■ Required tasks:
**A.** In the passage on world financial centers, how does the City of London rank among RMB centers in the world?
**B.** Rewrite the passage on world financial centers, starting with "After the devastation" and going on through "Bretton Woods talks.", with "Lower Manhattan" in place of "Wall Street".
**C.** Carry on the passage on world financial centers from the point where it stops.

After the devastation of the Second World War the City of London was forced to cede the lead role as world financial center to New York and the dollar system. Power passed from the formal British Empire to the informal American Empire. Wall Street replaced the City of London after the 1944 Bretton Woods talks.
Times have changed. Today the City of London has become the world’s leading financial center, and the place where more currency trade is done than even New York. It has already entered into a bilateral agreement with the Peoples’ bank of China to trade in Renminbi and is the third largest RMB center in the world. The question is whether Britain, or as Charles de Gaulle termed her, “Perfidious Albion” is positioning herself as a Trojan Horse for Washington, insinuating herself deep into the evolving Chinese Grand Design. Or is the Trojan Horse preparing to ride away from her Trans-Atlantic partner in the United States, galloping to her east?
China’s CIPS Grand Design
What is becoming clear even to those in Washington’s Treasury Department is that China has its own long-term strategy, her Grand Design. It calls for becoming fully independent of the US dollar as a reserve currency that can be used to wage currency wars against a recalcitrant China. Today China is the largest foreign holder of US Government debt, an Achilles Heel that in a situation of US financial sanctions or asset freeze could be devastating to Beijing.

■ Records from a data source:

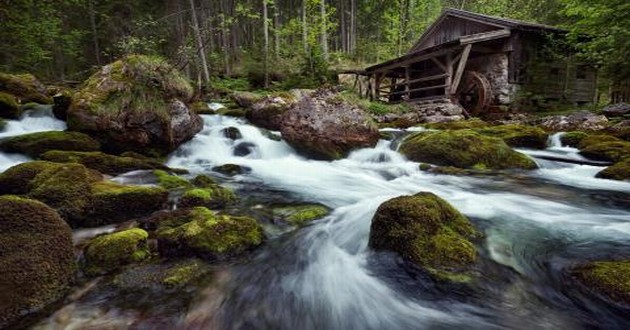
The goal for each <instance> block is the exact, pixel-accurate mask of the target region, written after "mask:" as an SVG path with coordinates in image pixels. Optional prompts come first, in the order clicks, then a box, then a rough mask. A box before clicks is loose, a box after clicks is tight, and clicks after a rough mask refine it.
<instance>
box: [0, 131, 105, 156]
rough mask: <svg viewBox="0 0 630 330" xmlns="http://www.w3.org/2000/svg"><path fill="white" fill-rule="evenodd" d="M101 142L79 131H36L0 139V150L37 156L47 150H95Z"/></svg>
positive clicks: (45, 151) (83, 150) (95, 149)
mask: <svg viewBox="0 0 630 330" xmlns="http://www.w3.org/2000/svg"><path fill="white" fill-rule="evenodd" d="M100 148H101V144H100V143H99V142H98V141H96V140H94V139H92V138H91V137H89V136H88V135H86V134H83V133H79V132H62V131H52V132H38V133H30V134H24V135H20V136H15V137H10V138H8V139H5V140H3V141H0V150H2V151H5V152H16V153H22V154H26V155H29V156H31V157H38V156H40V155H41V154H43V153H45V152H46V151H49V150H73V151H96V150H99V149H100Z"/></svg>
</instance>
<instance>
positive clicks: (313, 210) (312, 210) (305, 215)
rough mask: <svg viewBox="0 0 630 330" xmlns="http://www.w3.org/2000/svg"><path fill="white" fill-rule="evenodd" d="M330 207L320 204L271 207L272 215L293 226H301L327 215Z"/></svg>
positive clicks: (274, 216)
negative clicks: (272, 211)
mask: <svg viewBox="0 0 630 330" xmlns="http://www.w3.org/2000/svg"><path fill="white" fill-rule="evenodd" d="M329 213H330V209H329V208H327V207H326V206H324V205H320V204H305V205H286V206H278V207H274V208H273V217H274V219H278V220H280V221H283V222H286V223H289V224H291V225H293V226H303V225H305V224H307V223H309V222H311V221H313V220H315V219H320V218H323V217H325V216H327V215H328V214H329Z"/></svg>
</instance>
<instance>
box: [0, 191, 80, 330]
mask: <svg viewBox="0 0 630 330" xmlns="http://www.w3.org/2000/svg"><path fill="white" fill-rule="evenodd" d="M75 272H76V264H75V256H74V250H73V247H72V232H71V231H70V227H68V225H67V224H66V223H65V222H64V221H63V220H62V219H61V218H60V217H59V215H58V214H57V213H56V212H55V210H53V209H51V208H50V207H48V206H46V205H44V204H43V203H41V202H38V201H35V200H32V199H25V198H20V197H17V196H11V195H6V196H0V328H2V329H5V328H15V329H21V328H26V327H28V325H29V323H30V321H32V320H33V317H36V316H38V315H40V314H42V313H45V312H46V311H47V310H48V309H49V308H51V307H52V306H53V305H55V304H56V303H57V302H59V301H61V300H62V299H63V298H64V296H65V295H66V293H67V292H68V290H69V289H70V286H71V284H72V283H73V282H74V278H75Z"/></svg>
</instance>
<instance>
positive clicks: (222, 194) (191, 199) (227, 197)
mask: <svg viewBox="0 0 630 330" xmlns="http://www.w3.org/2000/svg"><path fill="white" fill-rule="evenodd" d="M234 201H236V195H235V194H234V192H233V191H232V190H231V189H228V188H224V187H221V186H219V185H216V184H215V185H212V186H210V187H206V188H195V189H190V190H188V191H186V192H184V194H183V195H182V197H181V198H180V200H179V205H180V206H181V207H194V206H205V207H207V208H211V209H221V208H225V207H226V206H227V205H229V204H230V203H232V202H234Z"/></svg>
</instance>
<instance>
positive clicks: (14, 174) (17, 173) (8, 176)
mask: <svg viewBox="0 0 630 330" xmlns="http://www.w3.org/2000/svg"><path fill="white" fill-rule="evenodd" d="M58 166H59V164H56V163H51V162H44V161H33V162H27V163H22V164H18V165H15V166H12V167H10V168H8V169H7V170H6V171H4V172H2V173H0V195H5V194H15V195H23V194H26V193H28V192H29V190H30V187H29V183H30V182H31V180H33V179H34V178H35V176H37V174H39V173H40V172H42V171H44V170H46V169H50V168H56V167H58Z"/></svg>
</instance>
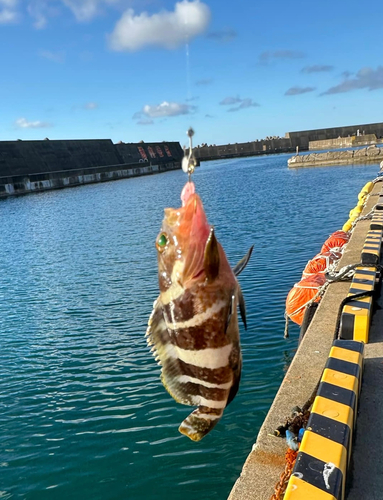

■ Responses to the tasks:
**A.** It is the third largest RMB center in the world.

**B.**
After the devastation of the Second World War the City of London was forced to cede the lead role as world financial center to New York and the dollar system. Power passed from the formal British Empire to the informal American Empire. Lower Manhattan replaced the City of London after the 1944 Bretton Woods talks.

**C.**
A giant step in making not only China but also Russia and other nations less vulnerable to the US Treasury’s Financial Terrorism Department actions came this October when Beijing began its own SWIFT interbank clearing system. During the recent US sanctions against Iran, Washington successfully arm-twisted the private Belgium-based SWIFT interbank system to freeze Iran from any international bank transfers, de facto strangling the Iranian economy, making export of oil nearly impossible.
In 2014 when Washington imposed numerous sanctions against Russia, she tried to pressure SWIFT, a private system of some 200 major international banks, to block Russia as well from using SWIFT, something Russia declared would be an act of warfare. In the event, at least that time, SWIFT members refused to impose a ban on SWIFT payment networks. Foolishly, Britain’s Cameron and the Russo-phobe Polish government joined Washington in August 2014 in trying to get SWIFT to freeze Russian banks out. In response, President Vladimir Putin ordered creation of a Russian interbank clearing system internal to Russia and it is today operational. China followed with establishment of plans for their own Chinese interbank clearing system that would go international, including with Russian banks, a severe blow to the politicized SWIFT of western banks.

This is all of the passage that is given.